-- Start Task input --

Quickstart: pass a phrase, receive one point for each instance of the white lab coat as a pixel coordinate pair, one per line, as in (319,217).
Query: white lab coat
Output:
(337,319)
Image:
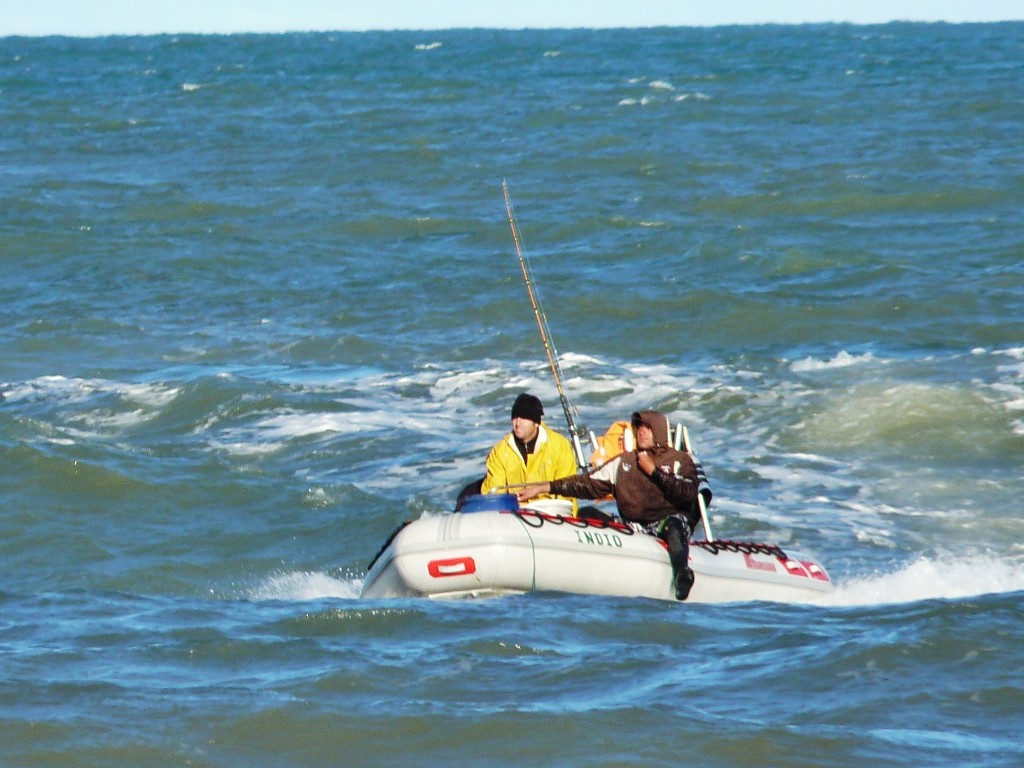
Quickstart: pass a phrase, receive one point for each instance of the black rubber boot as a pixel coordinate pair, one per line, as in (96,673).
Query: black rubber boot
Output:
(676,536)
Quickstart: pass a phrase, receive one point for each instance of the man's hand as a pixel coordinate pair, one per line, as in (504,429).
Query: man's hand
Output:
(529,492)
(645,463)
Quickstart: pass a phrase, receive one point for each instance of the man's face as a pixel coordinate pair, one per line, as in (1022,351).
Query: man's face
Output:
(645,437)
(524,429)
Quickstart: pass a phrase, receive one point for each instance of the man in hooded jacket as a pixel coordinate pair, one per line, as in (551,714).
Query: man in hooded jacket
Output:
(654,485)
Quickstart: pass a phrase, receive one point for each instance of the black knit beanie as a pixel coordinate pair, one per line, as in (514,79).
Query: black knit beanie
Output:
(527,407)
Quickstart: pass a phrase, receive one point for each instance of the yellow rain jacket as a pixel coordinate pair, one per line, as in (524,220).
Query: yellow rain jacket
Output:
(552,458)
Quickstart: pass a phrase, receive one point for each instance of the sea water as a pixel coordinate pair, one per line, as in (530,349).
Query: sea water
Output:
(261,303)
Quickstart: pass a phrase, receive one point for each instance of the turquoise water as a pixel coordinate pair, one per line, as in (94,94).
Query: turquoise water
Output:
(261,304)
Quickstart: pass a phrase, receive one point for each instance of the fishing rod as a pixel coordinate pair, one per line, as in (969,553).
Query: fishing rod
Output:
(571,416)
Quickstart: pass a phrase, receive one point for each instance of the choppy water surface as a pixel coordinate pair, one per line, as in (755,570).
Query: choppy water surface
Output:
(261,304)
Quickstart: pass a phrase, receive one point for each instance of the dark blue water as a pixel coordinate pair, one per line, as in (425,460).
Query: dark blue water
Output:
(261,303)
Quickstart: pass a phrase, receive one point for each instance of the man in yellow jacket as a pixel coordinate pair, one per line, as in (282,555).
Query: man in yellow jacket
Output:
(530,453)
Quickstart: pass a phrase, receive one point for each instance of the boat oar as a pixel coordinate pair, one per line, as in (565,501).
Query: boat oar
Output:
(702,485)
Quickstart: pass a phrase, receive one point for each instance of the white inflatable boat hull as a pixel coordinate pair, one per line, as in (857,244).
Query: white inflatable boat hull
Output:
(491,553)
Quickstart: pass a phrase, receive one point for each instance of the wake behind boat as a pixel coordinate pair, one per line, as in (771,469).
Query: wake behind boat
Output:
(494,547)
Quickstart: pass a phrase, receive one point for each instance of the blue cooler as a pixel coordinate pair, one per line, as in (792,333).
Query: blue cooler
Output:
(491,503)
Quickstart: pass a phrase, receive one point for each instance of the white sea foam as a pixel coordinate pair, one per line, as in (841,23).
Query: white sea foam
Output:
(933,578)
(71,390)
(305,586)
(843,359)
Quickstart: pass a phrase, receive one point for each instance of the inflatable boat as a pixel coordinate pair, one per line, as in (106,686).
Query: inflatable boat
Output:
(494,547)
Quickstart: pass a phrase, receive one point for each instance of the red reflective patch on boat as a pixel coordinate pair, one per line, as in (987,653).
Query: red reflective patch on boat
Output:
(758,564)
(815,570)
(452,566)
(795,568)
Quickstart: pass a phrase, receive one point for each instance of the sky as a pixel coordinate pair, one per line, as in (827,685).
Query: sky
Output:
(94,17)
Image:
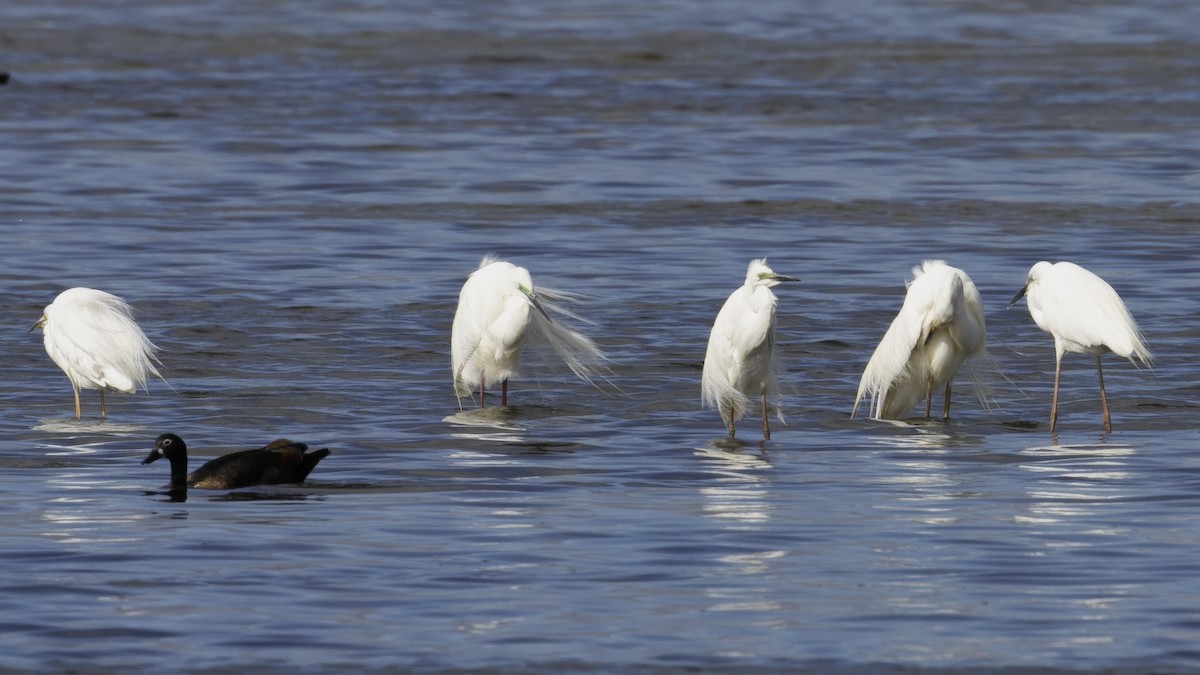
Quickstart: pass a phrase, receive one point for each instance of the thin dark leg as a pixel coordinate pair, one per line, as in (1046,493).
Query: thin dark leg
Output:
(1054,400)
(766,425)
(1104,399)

-- End Task input --

What you need to do: Swap "Quickstart" for "Usage" in every one of the rows above and give them again with everything else unchanged, leaving out the pictures.

Answer for this exercise:
Usage: pass a phrase, receive one point for each instance of the white lab coat as a pixel coordinate pair, one per line, as in (319,217).
Query: white lab coat
Output:
(337,319)
Image:
Usage: pass a phrase, receive one point for each instance of the black rubber boot as a pixel coordinate pair, one per line, as in (96,673).
Query: black rubber boot
Output:
(676,536)
Usage: pass a phrase, receive one point for each instance of the man's hand as a pixel coordinate pair, one per line, as in (504,429).
Query: man's hand
Output:
(529,492)
(645,463)
Usage: pass a phrase, receive one point for each instance of the man's face as a pixel coordinate pair, one per line, as in (1022,351).
Query: man's face
Output:
(645,437)
(524,429)
Usage: pass a phrase, receive one point for each instance of the man in hooded jacket as a pixel coordinate pair, one per line, as in (551,714).
Query: man in hooded jacket
Output:
(654,485)
Usage: pass a phrase, receive one point for each instance of the black knit beanie as a pixel coordinate pair, one per line, as in (514,79).
Query: black knit beanie
Output:
(527,407)
Usage: pass a phrase, receive one point for each instance of the yellow rain jacket as a pixel coordinate pair, one per line, as in (524,220).
Query: yellow rain jacket
Output:
(552,458)
Usage: pass a phrase, receive one point for each instance of the sea water as a pixel coordinate pair, one per line, as in (530,349).
Query: sea water
Output:
(261,303)
Usage: pass a phrase, receive one point for each instance of the turquoise water as a pixel coordinate pair, one per line, as in (94,94).
Query: turquoise water
Output:
(261,304)
Usage: pass a phrase, receive one point for each instance of the fishing rod as a pixel coordinate pair, one per line, as in (969,553).
Query: fishing rod
Output:
(571,416)
Usage: pass a phrase, receive one point for each instance of the choppy water surface as a pixel coordinate pair, one per line, as in (755,570).
Query: choppy water surface
Output:
(261,304)
Usage: pass a phrase, receive one point for each instance of the dark blue water as a pixel coordinate pair, one per line, as in (425,460).
Query: dark blue water
Output:
(261,303)
Usage: pass a phrase, receive one point for each instance of the man in yellow jacket as a pixel coordinate pair, one per line, as in (282,555).
Query: man in yellow jacket
Output:
(530,453)
Usage: pass a phrase, receive one point for each instance of the boat oar as a pixel coordinate pair, one per line, as in (565,501).
Query: boat oar
Output:
(702,485)
Usage: pass a phrase, receive one point for each instance of the white inflatable boat hull as a pixel coordinate pair, one per line, as in (857,244).
Query: white inflatable boat hull
Output:
(491,553)
Usage: pass a phrase, receive one point for each instance of the wake behind boat as a pixel coordinate pair, one per line, as in (771,469).
Query: wake behind boat
Output:
(494,547)
Usage: pass a phrase, receive one point for each instance of the blue cooler as a pixel coordinate pair, one per line, as in (792,333).
Query: blue cooler
Output:
(491,503)
Usage: pass a phrase, receive one point for each instance of the white sea foam as a pixel coordinate pair, one per line, as in (841,23).
Query: white sea foam
Output:
(933,578)
(71,390)
(305,586)
(843,359)
Usage: pass a phrase, receive one point for each instance of the inflatable boat as a pixel coordinate pair, one per line, as in (106,686).
Query: inflatable boat
Output:
(494,547)
Usage: pass a phrase, receive one point for each instance of the red reflective patch on boat as a pixel coordinate pair, one per line, as in (987,653).
Query: red reflective patch on boat
Output:
(758,564)
(815,570)
(452,566)
(795,568)
Usage: pass a phrase, receive one point for each instance of the sky as a pixel coordinate pair, one per line, as in (827,685).
Query: sky
Output:
(94,17)
Image:
Usage: pass a phrase, receive one point for each instance of the thin dark leg as a pixel coordinate pair, one per line, as in (1046,493).
Query: thin dark leg
Output:
(1054,400)
(766,425)
(1104,399)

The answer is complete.